**Excerpt to read**:
%%

I'm not saying that anyone shouldn't have one thing or should have another. I'm just laying out there what issues can arise. Here in the US, the person who isn't married in the arrangement will always be at a legal disadvantage. For some people, this isn't an issue, for others, it is. Just sayin....
 
I dont think Of my Marriage as my ring at all. To Me its Symbol of that commitment I made. That's why its important to me.

This is very much how I feel. I don't think that my ring is my ENTIRE MARRIAGE at all. I am, however, HUGE on symbolism. In fact, the idea of getting 3 rings for HMA, Anne, and I to wear was MY idea in the first place! It was a SYMBOL of our commitment to one another. It doesn't even have to be a ring. It could be a necklace, a tattoo, anything.

My ring is a symbol of the promise made to marry me, and when I have a wedding ring, it's a symbol of the vows I took. That symbolism is VERY important to me.

All of this reminds me of a certain thread from a while back... I think it was this one:
http://www.polyamory.com/forum/showthread.php?t=746
where you will read:



There's also another item that came up about marriage in the poly context in a Yahoo group...which I'll cross quote here...it's not going to answer the question posed by the OP...but it should provide something to chew on.

%%

**Stated exercise**: Quote the forum excerpt about wedding rings from "This is very" to "to chew on.".

**Data section**:

%%

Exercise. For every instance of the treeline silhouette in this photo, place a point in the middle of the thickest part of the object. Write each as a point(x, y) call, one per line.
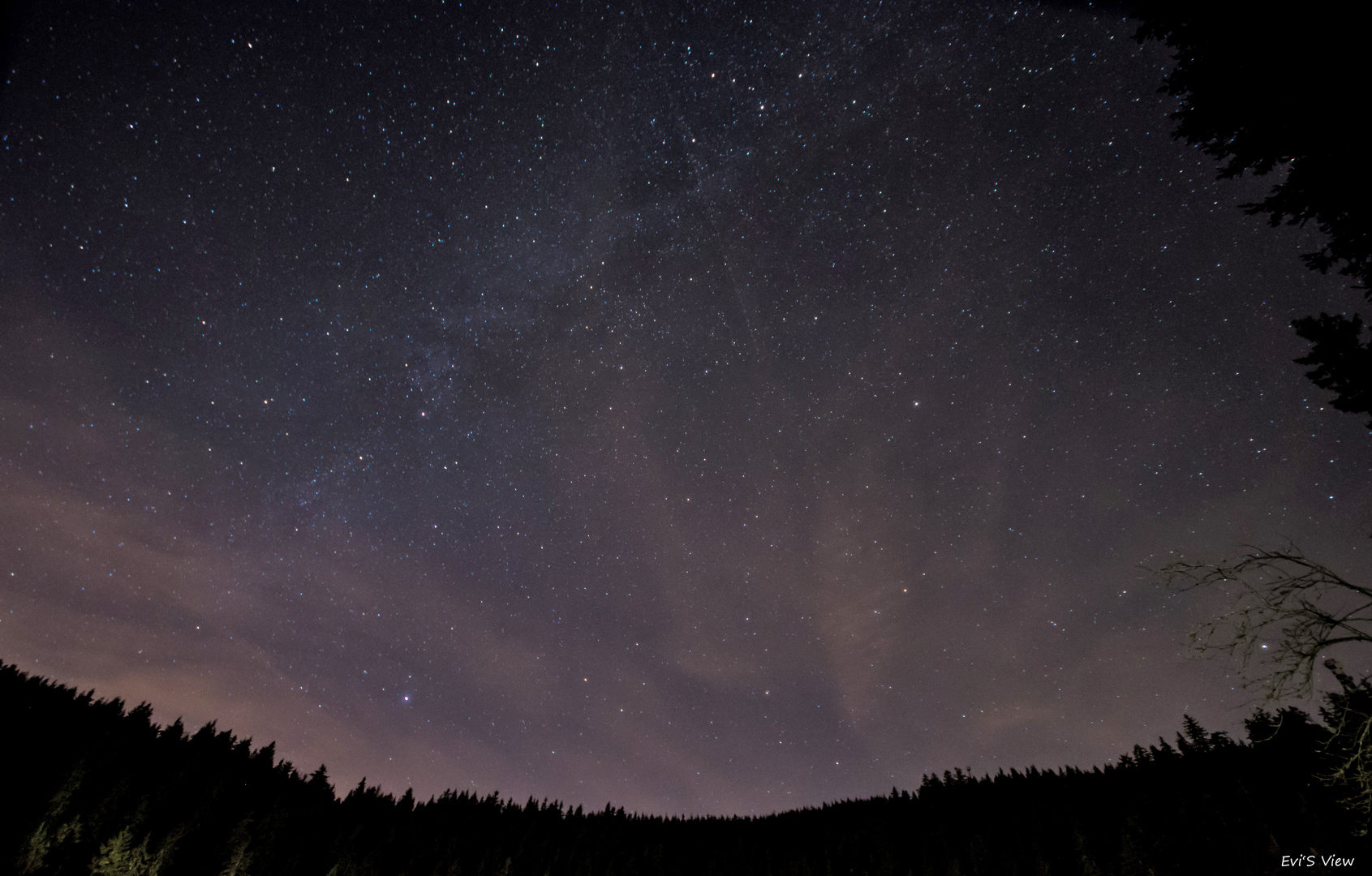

%%

**Exercise output**:
This is very much how I feel. I don't think that my ring is my ENTIRE MARRIAGE at all. I am, however, HUGE on symbolism. In fact, the idea of getting 3 rings for HMA, Anne, and I to wear was MY idea in the first place! It was a SYMBOL of our commitment to one another. It doesn't even have to be a ring. It could be a necklace, a tattoo, anything.

My ring is a symbol of the promise made to marry me, and when I have a wedding ring, it's a symbol of the vows I took. That symbolism is VERY important to me.

All of this reminds me of a certain thread from a while back... I think it was this one:
http://www.polyamory.com/forum/showthread.php?t=746
where you will read:



There's also another item that came up about marriage in the poly context in a Yahoo group...which I'll cross quote here...it's not going to answer the question posed by the OP...but it should provide something to chew on.